Problem to solve: Output the entries verbatim, including every line.

Material provided:
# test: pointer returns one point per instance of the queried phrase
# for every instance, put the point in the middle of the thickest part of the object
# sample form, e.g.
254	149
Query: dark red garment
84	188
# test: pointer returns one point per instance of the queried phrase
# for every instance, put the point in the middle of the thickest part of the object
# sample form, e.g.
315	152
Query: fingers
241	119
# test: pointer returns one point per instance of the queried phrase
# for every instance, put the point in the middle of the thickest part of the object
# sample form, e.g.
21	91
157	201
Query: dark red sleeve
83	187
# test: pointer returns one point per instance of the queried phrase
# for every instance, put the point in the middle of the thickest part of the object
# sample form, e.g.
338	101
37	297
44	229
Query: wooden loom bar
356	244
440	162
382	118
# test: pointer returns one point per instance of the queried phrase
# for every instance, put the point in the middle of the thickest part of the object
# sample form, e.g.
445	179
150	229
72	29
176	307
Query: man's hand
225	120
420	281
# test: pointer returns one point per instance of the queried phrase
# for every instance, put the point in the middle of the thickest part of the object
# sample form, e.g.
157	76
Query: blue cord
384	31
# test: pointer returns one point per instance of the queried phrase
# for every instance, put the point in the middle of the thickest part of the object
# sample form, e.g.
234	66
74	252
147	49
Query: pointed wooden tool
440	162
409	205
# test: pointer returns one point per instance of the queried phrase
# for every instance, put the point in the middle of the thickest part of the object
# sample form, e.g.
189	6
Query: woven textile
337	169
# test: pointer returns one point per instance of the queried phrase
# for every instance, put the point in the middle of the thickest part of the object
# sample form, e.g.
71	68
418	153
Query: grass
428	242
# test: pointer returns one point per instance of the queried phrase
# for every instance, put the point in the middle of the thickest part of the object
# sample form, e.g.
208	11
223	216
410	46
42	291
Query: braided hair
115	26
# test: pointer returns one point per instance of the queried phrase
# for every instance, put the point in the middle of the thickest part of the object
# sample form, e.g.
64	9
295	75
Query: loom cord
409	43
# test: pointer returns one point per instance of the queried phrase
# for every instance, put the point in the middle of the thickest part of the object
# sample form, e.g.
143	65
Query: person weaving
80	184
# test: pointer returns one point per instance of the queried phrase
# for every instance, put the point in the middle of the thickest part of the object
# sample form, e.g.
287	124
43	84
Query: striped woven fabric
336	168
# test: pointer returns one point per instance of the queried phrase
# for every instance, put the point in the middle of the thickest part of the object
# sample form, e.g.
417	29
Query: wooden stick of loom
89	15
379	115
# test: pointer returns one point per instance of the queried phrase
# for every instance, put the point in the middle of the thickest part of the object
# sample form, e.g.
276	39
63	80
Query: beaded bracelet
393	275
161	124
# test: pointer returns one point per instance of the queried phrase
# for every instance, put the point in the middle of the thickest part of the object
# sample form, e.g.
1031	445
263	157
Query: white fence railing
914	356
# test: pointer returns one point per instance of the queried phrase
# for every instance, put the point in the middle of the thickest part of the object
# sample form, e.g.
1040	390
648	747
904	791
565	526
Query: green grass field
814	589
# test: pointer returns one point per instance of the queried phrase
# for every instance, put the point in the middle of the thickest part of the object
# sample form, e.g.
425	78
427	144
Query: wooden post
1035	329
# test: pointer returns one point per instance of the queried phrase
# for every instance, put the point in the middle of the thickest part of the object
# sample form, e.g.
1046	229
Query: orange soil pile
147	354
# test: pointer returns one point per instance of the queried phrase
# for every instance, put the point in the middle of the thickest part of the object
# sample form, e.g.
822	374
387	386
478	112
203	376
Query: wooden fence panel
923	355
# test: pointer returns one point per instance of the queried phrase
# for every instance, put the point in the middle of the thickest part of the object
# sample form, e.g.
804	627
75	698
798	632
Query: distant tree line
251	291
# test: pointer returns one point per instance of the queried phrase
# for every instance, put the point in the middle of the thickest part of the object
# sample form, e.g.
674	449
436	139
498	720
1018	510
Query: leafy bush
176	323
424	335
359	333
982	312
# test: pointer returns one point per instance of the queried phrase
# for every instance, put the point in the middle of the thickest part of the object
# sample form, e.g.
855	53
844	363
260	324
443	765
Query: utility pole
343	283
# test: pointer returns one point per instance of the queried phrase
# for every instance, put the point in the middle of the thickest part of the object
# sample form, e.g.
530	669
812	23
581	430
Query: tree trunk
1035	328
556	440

Solution:
# test: pointer returns one point per instance of the queried phrase
# for every instance, put the point in the middle of the thickest part of the object
# sample form, e.g.
254	149
Query: dark red garment
84	188
# test: pointer returns one point per instance of the queried phrase
# for every instance, put the point in the middle of the thickest part of the object
# sample form, e.g.
315	152
Query: fingers
241	119
# test: pointer returns one point per instance of the queried phrase
# for every instance, put the point in the middle of the thickest part of the object
# sample form, e.g.
21	91
157	201
Query: dark red sleeve
83	187
# test: pointer returns one point per instance of the queried phrase
# for every instance, put the point in the middle of the thickest part of the object
# sample form, e.g.
338	101
37	297
44	229
Query: wooden loom bar
356	244
440	162
382	118
# test: pointer returns one point per instance of the queried phrase
# for every instance, put the point in the middle of the thickest part of the object
# sample form, e.g.
445	179
150	229
72	29
176	307
Query: man's hand
225	120
420	281
# test: pointer returns one point per instance of the queried phrase
# for every instance, put the point in the middle of the thickest part of the object
# sample form, e.g.
157	76
Query: blue cord
384	31
# test: pointer returns one point per instance of the queried phrase
# for every instance, put the point in the middle of the thickest part of the object
# sample form, e.g.
234	66
74	252
147	49
Query: pointed wooden tool
440	162
409	205
# test: pointer returns one point per instance of the queried phrase
# for every instance, put the point in the middle of the thickest part of the object
# sample form, e.g.
189	6
Query: woven textile
337	169
# test: pointer returns one point per instance of the queried phrase
# for every instance, put the point in the middle of the thickest part of the object
# sample form, e.g.
71	68
418	153
Query: grass
428	242
# test: pointer returns one point per instance of the queried phrase
# for every instance, put the point in the middle of the thickest part of the object
# sample form, e.g.
208	11
223	216
410	46
42	291
Query: braided hair
115	26
# test: pointer returns one point per instance of the queried phrase
# for every instance, put the point in the middle of the thickest part of the object
# sample form, e.g.
64	9
295	75
Query: loom cord
409	43
# test: pointer returns one point per instance of the queried phrase
# for every instance, put the point in the middle of the thickest part of the object
# sample form, e.g.
143	65
Query: person weaving
80	184
# test: pointer returns one point per instance of the queried phrase
# for every instance, put the point in the middle of the thickest part of the object
# sample form, e.g.
287	124
43	84
Query: striped woven fabric
336	168
# test: pointer returns one point per instance of the queried phrase
# for every instance, put the point in the middle of the thickest part of the object
# sample form, e.g.
417	29
Query: wooden stick of loom
89	15
379	115
# test: pointer returns one point per instance of the queried phrase
# for every instance, put the point in the middle of the thickest part of the object
# sample form, e.g.
276	39
63	80
Query: beaded bracelet
393	275
161	124
# test: pointer returns one point per instance of the queried phrase
# for every instance, put the point in the middle of the thickest part of the object
# sample form, e.g.
1031	445
263	157
Query: white fence railing
914	356
# test: pointer returns one point per instance of the queried phrase
# for every instance, put the point in the middle of the thickest part of the object
# sample form, e.g.
1040	390
648	747
904	791
565	526
Query: green grass field
814	589
# test: pointer returns one point per instance of the queried phrase
# for every instance, put the point in the middle of the thickest part of the object
# sample form, e.g.
425	78
427	144
Query: wooden post
1035	329
# test: pointer returns one point per instance of the queried phrase
# for every instance, put the point in the middle of the thickest part of the object
# sample form, e.g.
1046	229
Query: orange soil pile
147	354
# test: pointer returns one point per instance of the queried phrase
# for every instance, put the point in the middle of the thickest part of the object
# sample form, e.g.
822	374
387	386
478	112
203	376
Query: wooden fence panel
923	355
# test: pointer returns one point per instance of the queried phrase
# for every instance, put the point in the middle of the thickest part of the object
# sample form, e.g.
804	627
75	698
798	632
Query: distant tree line
251	291
# test: pointer returns one point per instance of the queried phrase
# for every instance, put the point in the middle of the thickest part of the object
# sample form, e.g.
674	449
436	139
498	720
1018	510
Query: leafy bush
176	323
424	335
359	333
982	312
# test: pointer returns one point per instance of the queried phrase
# for every instance, put the point in the middle of the thickest part of the object
# sample form, e.g.
855	53
844	363
260	324
443	765
Query: utility pole
343	283
# test: pointer returns one point per instance of the queried phrase
# for every instance, put the point in the middle of the thickest part of the object
# sample form, e.g.
530	669
812	23
581	430
Query: tree trunk
1035	328
556	440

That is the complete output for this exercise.